▶ **PASSAGE**
.....
ENT Fails To Diagnose Esophageal Cancer In Patient With Persistent Dysphagia

    ENT Expert

    This case involves an elderly female patient with a long history of acid reflux who presented with difficulty swallowing. She was referred to an ENT who ordered a barium study for dysphagia. The study showed reflux but no abnormalities and the patient was prescribed Esomeprazole. After a few months on the medication with no improvement, the ENT recommended an esophagoscopy and direct laryngoscopy, which showed no evidence of a tumor. Following the procedures, the patient continued to have nausea episodes while eating. The patient decided to see a GI who recommended an esophagogastroduodenoscopy (EGD). The test showed severe obstruction and firm narrowing at the gastroesophageal junction. A biopsy was taken at this time and revealed esophageal carcinoma stage IV.

    Question(s) For Expert Witness

    • 1. Should a patient be referred to GI instead of ENT if they have a long history of acid reflux and difficulty swallowing?
    • 2. Should an ENT have an understanding that exams would not properly evaluate gastroesophageal juncture and in what instances should an ENT either refer to a GI or evaluate the possibility of esophageal cancer?

    Expert Witness Response E-052665

    Either ENT or GI is an appropriate place to begin evaluation of swallowing complaints – I can’t fault the choice of one over the other. MBS is actually a reasonable “first pass” at ruling out mass lesions of the esophagus. Acuity of further work-up such as esophagoscopy/EGD depends on nature and severity of the dysphagia, which is not well characterized above – mild sense of effortful swallowing with stable weight, no hematemesis, and no odynophagia is not nearly as concerning, for instance, as a case which included sense that foods were mechanically sticking or a case that included any of the ‘danger’ signs of weight loss, odynophagia, or hematemesis. With this in mind, it seems that work-up from MBS to ENT Esophagoscopy to GI EGD proceeded in fairly short order, all things considered – unless the patient had a very, very strong history of the ‘danger signs’ as listed above, it does not seem that things were delayed. Keep in mind, most reflux patients with mild dysphagia don’t even need EGD – again, depending on the severity of the reflux and severity of the dysphagia. Most esophageal cancers are diagnosed as advanced stage tumors.
.....
▶ **DATASET SECTION**

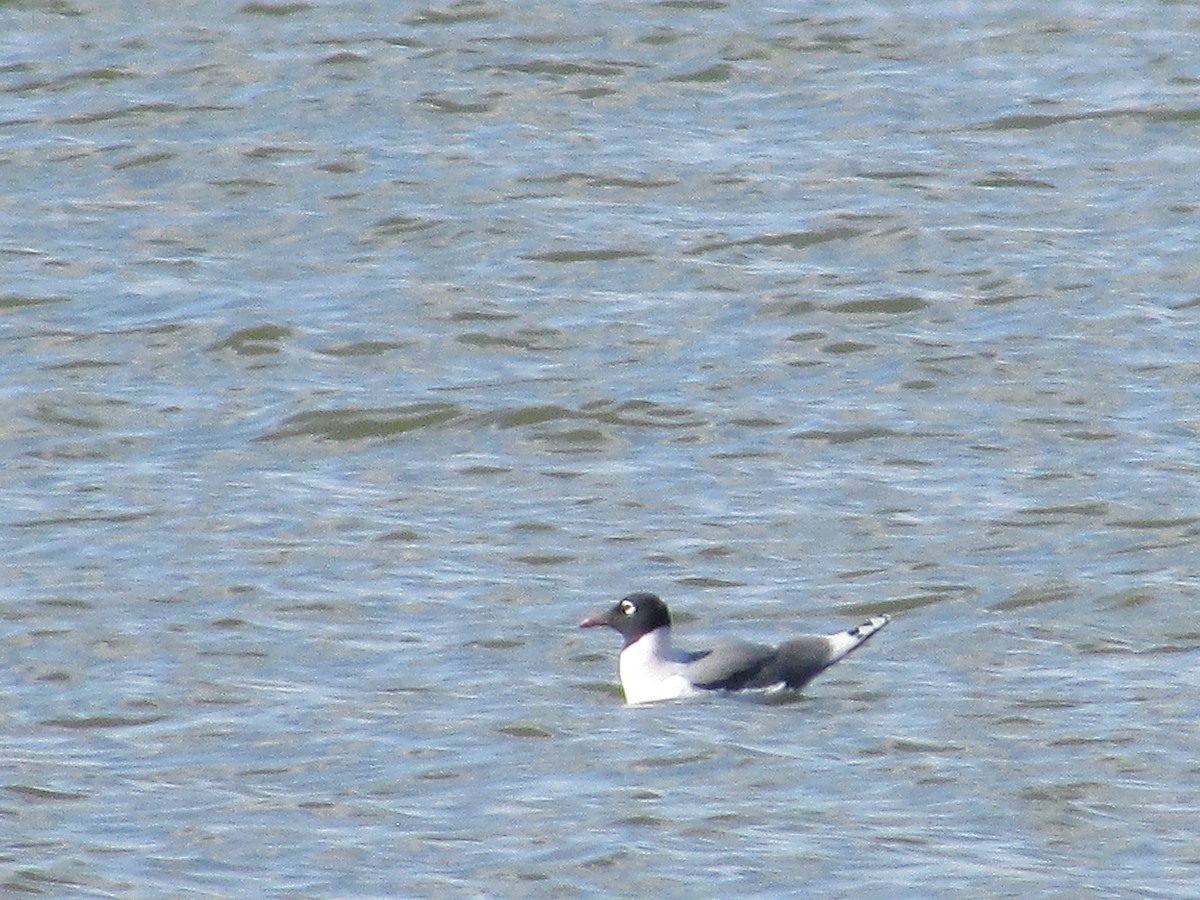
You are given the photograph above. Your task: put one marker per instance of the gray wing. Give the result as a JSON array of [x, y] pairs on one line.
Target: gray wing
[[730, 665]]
.....
▶ **BRIEF**
In the ENT case text, what did the biopsy taken during the EGD reveal?

▶ **SOLUTION TO THIS PROBLEM**
Stage IV esophageal carcinoma.